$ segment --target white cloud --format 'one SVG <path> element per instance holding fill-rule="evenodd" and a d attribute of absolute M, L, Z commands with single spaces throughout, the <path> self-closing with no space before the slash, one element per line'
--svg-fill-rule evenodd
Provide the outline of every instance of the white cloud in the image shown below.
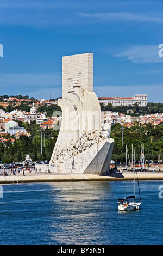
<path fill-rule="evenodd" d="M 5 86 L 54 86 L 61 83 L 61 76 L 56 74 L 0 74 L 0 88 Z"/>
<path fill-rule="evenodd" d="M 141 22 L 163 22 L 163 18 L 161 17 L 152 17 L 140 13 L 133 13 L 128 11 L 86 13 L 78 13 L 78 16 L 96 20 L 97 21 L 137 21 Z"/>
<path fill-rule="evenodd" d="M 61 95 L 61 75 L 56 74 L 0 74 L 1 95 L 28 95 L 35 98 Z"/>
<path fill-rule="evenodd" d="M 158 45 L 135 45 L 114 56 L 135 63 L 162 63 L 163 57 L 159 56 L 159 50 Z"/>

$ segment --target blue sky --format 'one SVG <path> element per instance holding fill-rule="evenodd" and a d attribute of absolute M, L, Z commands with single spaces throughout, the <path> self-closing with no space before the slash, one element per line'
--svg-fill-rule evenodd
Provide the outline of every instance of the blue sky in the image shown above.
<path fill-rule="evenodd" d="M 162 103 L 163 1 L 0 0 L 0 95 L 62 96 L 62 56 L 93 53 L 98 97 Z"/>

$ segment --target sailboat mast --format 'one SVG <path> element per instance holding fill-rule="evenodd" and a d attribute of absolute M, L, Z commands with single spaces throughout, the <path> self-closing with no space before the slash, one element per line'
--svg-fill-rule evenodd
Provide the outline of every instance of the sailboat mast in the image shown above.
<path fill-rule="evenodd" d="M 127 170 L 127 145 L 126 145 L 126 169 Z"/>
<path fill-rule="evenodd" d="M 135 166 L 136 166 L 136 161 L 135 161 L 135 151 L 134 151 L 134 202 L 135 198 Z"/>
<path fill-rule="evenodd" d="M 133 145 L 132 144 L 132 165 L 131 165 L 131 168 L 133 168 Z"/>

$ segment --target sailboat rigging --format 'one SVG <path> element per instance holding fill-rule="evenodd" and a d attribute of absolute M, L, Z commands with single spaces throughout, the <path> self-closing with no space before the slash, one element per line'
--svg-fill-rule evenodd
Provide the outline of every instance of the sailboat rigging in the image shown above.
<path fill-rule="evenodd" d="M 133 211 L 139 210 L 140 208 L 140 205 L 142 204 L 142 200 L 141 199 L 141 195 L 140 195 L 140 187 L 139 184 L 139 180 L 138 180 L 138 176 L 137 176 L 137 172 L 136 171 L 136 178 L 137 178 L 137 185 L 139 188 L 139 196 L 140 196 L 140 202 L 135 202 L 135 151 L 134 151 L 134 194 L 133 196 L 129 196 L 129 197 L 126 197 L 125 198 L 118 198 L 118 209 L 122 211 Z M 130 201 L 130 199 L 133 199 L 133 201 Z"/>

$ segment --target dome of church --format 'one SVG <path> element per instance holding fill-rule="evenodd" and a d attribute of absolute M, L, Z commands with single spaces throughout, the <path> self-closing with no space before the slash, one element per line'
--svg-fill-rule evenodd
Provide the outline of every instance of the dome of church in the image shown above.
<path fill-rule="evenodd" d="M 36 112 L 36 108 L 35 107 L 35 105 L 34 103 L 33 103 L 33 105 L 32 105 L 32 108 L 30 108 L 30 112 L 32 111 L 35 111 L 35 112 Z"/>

━━━━━━

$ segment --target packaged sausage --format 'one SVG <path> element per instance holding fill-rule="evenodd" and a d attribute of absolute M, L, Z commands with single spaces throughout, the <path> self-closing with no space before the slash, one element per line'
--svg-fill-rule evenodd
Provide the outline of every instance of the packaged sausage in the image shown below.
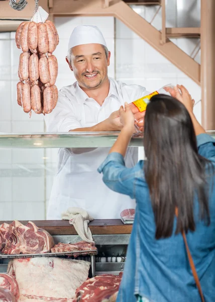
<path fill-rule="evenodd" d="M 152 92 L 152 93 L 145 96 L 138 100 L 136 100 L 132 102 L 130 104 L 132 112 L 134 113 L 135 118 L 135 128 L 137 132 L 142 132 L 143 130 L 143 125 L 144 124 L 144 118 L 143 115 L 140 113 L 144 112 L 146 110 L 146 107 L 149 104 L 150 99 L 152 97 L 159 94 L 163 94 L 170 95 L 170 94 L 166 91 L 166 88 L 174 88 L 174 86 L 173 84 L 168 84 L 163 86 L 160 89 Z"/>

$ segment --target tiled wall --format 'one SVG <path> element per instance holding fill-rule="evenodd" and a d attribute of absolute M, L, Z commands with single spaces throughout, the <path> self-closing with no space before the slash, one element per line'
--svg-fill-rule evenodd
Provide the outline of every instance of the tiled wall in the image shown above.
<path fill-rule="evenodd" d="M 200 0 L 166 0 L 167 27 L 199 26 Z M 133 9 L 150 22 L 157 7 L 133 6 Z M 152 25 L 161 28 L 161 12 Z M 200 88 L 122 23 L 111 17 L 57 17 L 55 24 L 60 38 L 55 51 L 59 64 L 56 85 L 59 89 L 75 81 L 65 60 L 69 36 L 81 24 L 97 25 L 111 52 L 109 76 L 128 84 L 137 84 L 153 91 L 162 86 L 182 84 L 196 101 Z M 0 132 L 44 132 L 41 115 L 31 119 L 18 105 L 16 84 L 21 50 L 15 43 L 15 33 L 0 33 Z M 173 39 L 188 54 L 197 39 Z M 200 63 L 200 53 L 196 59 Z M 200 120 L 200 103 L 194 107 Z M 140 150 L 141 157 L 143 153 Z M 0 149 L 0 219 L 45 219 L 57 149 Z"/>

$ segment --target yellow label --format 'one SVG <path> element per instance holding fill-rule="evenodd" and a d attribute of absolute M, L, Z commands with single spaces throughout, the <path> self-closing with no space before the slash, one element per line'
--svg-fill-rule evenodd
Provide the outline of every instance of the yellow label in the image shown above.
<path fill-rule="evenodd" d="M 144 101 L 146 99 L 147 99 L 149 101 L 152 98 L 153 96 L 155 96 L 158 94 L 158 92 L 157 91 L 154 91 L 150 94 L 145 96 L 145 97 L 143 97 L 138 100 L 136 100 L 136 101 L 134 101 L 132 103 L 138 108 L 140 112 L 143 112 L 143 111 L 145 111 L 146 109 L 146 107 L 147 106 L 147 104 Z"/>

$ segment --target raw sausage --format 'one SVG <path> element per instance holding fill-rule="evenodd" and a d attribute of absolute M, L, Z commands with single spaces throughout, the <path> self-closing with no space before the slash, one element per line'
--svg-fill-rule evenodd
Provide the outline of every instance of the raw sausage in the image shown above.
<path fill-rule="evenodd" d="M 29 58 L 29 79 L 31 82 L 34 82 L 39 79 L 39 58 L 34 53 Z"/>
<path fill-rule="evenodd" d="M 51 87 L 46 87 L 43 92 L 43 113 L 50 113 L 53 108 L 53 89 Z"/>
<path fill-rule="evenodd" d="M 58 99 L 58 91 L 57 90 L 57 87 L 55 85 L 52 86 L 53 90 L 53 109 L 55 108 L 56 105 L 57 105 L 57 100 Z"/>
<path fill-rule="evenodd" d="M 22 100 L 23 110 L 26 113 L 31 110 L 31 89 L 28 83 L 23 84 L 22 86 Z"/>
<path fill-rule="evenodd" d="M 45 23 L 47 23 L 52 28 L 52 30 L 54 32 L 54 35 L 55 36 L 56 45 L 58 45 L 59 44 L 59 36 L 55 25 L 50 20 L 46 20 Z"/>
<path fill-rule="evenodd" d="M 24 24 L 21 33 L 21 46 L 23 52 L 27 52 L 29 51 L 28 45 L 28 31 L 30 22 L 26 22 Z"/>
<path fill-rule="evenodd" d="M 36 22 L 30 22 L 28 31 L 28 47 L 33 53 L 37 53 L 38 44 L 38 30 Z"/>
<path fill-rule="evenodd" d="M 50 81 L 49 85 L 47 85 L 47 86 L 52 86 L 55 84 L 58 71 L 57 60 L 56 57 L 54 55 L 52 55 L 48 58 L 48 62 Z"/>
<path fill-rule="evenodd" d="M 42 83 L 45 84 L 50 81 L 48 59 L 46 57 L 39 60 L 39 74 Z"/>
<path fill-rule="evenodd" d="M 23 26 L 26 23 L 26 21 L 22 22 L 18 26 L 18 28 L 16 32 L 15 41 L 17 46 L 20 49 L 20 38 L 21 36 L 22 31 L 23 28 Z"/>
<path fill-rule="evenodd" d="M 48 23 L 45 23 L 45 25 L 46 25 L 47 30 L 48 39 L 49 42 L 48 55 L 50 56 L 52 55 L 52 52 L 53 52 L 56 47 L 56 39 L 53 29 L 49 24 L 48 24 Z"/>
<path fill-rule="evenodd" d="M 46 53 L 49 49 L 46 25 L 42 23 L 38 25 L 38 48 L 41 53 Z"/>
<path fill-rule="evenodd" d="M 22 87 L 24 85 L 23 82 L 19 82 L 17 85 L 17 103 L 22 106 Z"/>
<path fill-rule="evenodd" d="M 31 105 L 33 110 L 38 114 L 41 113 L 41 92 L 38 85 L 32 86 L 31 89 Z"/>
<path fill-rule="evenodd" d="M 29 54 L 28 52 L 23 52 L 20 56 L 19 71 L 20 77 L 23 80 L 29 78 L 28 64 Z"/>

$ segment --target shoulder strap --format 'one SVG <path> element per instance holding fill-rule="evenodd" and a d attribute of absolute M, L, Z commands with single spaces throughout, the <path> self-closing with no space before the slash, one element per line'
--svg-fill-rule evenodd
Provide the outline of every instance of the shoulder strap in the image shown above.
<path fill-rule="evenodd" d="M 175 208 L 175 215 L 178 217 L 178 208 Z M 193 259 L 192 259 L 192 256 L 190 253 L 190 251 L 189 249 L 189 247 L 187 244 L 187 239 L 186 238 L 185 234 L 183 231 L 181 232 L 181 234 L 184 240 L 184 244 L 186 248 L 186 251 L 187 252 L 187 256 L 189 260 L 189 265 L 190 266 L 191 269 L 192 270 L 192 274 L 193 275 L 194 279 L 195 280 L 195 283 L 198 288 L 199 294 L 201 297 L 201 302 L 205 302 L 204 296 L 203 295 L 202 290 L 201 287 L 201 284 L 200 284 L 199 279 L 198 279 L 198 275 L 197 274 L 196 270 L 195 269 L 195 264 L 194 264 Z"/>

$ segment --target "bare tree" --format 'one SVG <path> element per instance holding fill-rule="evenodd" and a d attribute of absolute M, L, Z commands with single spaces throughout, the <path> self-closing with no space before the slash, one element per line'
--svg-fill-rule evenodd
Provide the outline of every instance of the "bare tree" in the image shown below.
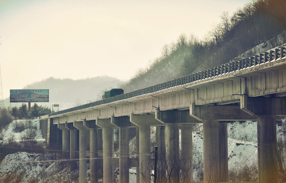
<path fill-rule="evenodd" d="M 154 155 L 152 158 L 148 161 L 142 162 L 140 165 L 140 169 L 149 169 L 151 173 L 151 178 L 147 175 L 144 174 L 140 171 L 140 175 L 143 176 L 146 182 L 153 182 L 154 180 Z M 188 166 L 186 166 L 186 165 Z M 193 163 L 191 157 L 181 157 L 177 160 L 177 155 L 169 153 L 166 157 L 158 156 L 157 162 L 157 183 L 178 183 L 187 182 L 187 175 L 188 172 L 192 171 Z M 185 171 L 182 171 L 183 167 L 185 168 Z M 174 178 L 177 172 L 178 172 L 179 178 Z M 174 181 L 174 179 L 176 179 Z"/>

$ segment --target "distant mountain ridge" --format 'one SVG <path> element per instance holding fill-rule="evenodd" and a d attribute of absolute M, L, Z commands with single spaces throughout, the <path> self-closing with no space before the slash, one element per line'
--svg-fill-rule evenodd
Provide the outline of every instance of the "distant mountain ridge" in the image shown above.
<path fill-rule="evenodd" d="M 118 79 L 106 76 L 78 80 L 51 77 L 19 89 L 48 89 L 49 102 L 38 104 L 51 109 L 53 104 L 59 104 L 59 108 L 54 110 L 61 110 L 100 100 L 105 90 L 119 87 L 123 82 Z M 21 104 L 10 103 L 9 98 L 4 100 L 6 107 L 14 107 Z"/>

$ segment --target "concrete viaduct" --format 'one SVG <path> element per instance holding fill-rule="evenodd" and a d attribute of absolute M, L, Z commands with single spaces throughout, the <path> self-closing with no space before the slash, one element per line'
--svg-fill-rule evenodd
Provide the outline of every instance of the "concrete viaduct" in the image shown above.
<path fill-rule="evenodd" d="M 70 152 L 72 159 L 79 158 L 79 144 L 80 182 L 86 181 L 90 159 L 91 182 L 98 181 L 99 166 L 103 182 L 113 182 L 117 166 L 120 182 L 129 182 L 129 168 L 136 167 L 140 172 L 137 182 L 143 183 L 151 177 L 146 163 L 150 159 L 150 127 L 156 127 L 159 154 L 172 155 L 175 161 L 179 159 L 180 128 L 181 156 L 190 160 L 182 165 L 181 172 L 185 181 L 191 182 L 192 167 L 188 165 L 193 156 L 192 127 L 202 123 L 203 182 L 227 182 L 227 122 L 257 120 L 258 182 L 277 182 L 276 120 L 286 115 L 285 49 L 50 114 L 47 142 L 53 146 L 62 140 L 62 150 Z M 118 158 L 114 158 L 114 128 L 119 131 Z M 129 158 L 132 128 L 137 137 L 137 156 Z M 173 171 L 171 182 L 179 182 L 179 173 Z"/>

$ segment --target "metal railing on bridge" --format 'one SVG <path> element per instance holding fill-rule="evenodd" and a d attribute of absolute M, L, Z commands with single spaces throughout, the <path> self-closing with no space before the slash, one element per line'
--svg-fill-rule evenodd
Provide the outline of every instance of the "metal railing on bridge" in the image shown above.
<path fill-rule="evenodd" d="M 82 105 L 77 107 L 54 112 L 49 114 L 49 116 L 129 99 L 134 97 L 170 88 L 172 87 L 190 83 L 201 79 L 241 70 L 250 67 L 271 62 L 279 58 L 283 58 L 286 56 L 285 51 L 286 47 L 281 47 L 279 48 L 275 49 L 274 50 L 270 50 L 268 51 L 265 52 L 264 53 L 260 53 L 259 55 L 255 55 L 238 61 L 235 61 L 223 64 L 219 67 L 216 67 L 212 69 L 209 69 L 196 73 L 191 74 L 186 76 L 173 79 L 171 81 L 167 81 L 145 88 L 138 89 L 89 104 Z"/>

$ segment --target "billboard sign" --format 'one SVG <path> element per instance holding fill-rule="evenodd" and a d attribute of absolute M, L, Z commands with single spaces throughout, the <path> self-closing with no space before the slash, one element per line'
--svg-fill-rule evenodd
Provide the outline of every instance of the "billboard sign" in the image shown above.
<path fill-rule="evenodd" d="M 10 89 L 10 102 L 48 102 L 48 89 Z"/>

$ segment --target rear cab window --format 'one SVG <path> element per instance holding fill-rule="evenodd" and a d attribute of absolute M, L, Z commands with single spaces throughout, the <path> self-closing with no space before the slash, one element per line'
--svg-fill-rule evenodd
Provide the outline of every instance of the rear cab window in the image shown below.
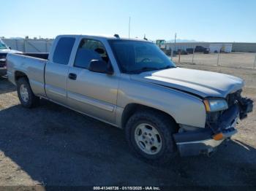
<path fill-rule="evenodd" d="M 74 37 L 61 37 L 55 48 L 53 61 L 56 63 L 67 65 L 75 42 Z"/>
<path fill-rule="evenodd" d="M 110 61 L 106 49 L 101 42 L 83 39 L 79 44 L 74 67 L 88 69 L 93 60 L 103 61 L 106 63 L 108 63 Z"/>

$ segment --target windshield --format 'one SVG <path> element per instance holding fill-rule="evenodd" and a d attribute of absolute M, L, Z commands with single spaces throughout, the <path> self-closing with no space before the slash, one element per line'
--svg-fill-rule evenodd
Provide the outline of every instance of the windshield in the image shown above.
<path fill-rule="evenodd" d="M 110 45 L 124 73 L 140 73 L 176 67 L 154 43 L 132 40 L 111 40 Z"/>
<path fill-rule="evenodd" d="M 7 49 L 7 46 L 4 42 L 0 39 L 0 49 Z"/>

━━━━━━

Rescale the lines starting with the one that contains "segment --target blue" and going on through the one that contains "133 145 L 132". Reproduce every one of these lines, requests included, multiplying only the coordinates in the path outlines by 2.05 and rounding them to whole numbers with halves rounded up, and give nothing else.

$ segment --target blue sky --format 'one SVG <path> element per instance holding fill-rule="evenodd" and a d attribute of absolute M, L, Z commands with single spaces throughout, the <path> self-closing with no space before the slash, one element per line'
--svg-fill-rule evenodd
Provide the outline of every instance of the blue sky in the image shown above.
<path fill-rule="evenodd" d="M 332 211 L 334 2 L 0 0 L 0 195 L 127 197 L 127 115 L 191 109 L 201 199 Z"/>

$ segment --target sailboat mast --format 'one SVG <path> element per instance holding fill-rule="evenodd" and a d attribute of absolute M, L, Z commands with single spaces throughout, the <path> self-closing with no space before the slash, one element per line'
--svg-fill-rule evenodd
Provide the outline of every instance of the sailboat mast in the image shown above.
<path fill-rule="evenodd" d="M 260 349 L 260 297 L 258 297 L 258 346 Z"/>
<path fill-rule="evenodd" d="M 277 340 L 279 340 L 279 330 L 277 330 L 277 310 L 275 310 L 275 414 L 277 406 Z"/>
<path fill-rule="evenodd" d="M 273 297 L 271 295 L 271 338 L 269 338 L 269 344 L 273 344 Z"/>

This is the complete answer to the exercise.